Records
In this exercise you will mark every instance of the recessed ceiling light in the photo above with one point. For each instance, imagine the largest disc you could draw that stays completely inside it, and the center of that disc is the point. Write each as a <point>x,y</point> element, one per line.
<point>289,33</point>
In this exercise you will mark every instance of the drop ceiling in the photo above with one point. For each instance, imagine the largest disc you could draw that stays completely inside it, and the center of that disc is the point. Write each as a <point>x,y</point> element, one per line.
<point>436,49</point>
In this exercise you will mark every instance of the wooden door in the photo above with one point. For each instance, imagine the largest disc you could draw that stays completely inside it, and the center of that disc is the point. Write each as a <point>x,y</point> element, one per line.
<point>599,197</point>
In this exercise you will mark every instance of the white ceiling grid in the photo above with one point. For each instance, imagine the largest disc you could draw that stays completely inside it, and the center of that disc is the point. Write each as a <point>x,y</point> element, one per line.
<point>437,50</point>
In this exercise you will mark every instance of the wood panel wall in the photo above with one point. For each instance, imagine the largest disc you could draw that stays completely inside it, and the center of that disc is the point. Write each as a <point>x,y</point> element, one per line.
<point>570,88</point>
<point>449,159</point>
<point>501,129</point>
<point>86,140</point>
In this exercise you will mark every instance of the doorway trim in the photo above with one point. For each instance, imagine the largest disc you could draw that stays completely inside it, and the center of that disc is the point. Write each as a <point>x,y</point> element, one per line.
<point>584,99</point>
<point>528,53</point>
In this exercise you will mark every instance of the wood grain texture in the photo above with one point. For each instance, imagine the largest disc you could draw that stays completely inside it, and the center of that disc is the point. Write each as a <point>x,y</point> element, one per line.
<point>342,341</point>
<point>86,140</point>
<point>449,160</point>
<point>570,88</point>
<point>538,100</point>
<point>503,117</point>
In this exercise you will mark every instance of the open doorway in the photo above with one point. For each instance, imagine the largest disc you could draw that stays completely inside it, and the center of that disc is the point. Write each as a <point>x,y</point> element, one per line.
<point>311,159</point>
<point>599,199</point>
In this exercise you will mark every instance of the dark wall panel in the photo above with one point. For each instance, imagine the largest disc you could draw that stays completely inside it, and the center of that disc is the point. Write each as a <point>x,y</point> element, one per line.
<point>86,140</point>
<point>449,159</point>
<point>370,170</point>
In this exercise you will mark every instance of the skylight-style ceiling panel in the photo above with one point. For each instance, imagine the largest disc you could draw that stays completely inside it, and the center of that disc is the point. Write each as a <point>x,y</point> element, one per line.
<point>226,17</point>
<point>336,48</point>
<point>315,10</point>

:: Requirement ::
Can you print every one of the lines above, word for word?

:: Exercise response ::
In this exercise you will mark every instance of the recessed ceiling light in the photo above with one point. For each instance, imagine the largest disc you could draw that stays completely inside it, and the center of that disc is the point. Write each as a <point>x,y</point> element, one per line.
<point>289,33</point>
In this exercise you will mark every instance of the drop ceiling in the photo above with one point. For each instance, imagine the largest disc you could draw that stays completely inside it, and the center of that disc is the point. Write each as a <point>x,y</point> element, one per line.
<point>436,49</point>
In this exercise you will mark every instance of the wooden door in the photo above with one point. For each instance, imagine the largest disc you could draw that stays completely inside it, and the center of that disc is the point. Write each as a <point>x,y</point> element, one per line.
<point>599,197</point>
In this exercise you will mark every instance of the white ceiling grid in the photo above with one point. For each instance, imagine the largest disc you could draw that stays completely inside it, and the center of that disc is the point. Write each as a <point>x,y</point> element, one per line.
<point>437,50</point>
In this exercise you will mark every instance of the wood panel wall in the photo above with one point. For each instance, imagine the largest disc you could draw that stays completely inside it, and the center of that disc is the point. Write each as a <point>x,y</point> element, one per line.
<point>570,88</point>
<point>449,159</point>
<point>501,129</point>
<point>86,140</point>
In this exercise you will mark every instance of the doorway trim in the photo above with one point. For each instance, imagine the largest disc you could draw that stays completely inside it, and the center of that disc is the point. Write each as a <point>x,y</point> element, one per line.
<point>584,99</point>
<point>528,53</point>
In this exercise you will mark every instance of the wood grain texture in the photo above with one point. For each instance, imagine the largest disc you could draw that stays completely inside it, and the center of that disc is the point. Write each as a <point>x,y</point> element, one per line.
<point>342,341</point>
<point>86,140</point>
<point>449,160</point>
<point>570,88</point>
<point>538,100</point>
<point>503,117</point>
In this exercise you will mark every instance of the open doorway in the photo above with one point. For each instance, imagine the largest disc you could draw that stays completely inside it, and the center of that disc is the point. Write each as a <point>x,y</point> element, one per line.
<point>311,159</point>
<point>599,199</point>
In this exercise you will mark every instance of the dark wall panel in the photo above with one point. For each instance, imagine the largest disc you could draw that stays completely inside it, and the center of that disc is the point. Write each as a <point>x,y</point> element, one per line.
<point>86,140</point>
<point>449,159</point>
<point>370,170</point>
In this exercise you will mark every instance of the skylight-style ceiling panel in the photo above with one point. For each instance, imagine the largest disc you could draw that stays completely inside it, and the center of that disc is the point. Write each as a <point>x,y</point> element, one per line.
<point>226,17</point>
<point>336,48</point>
<point>315,10</point>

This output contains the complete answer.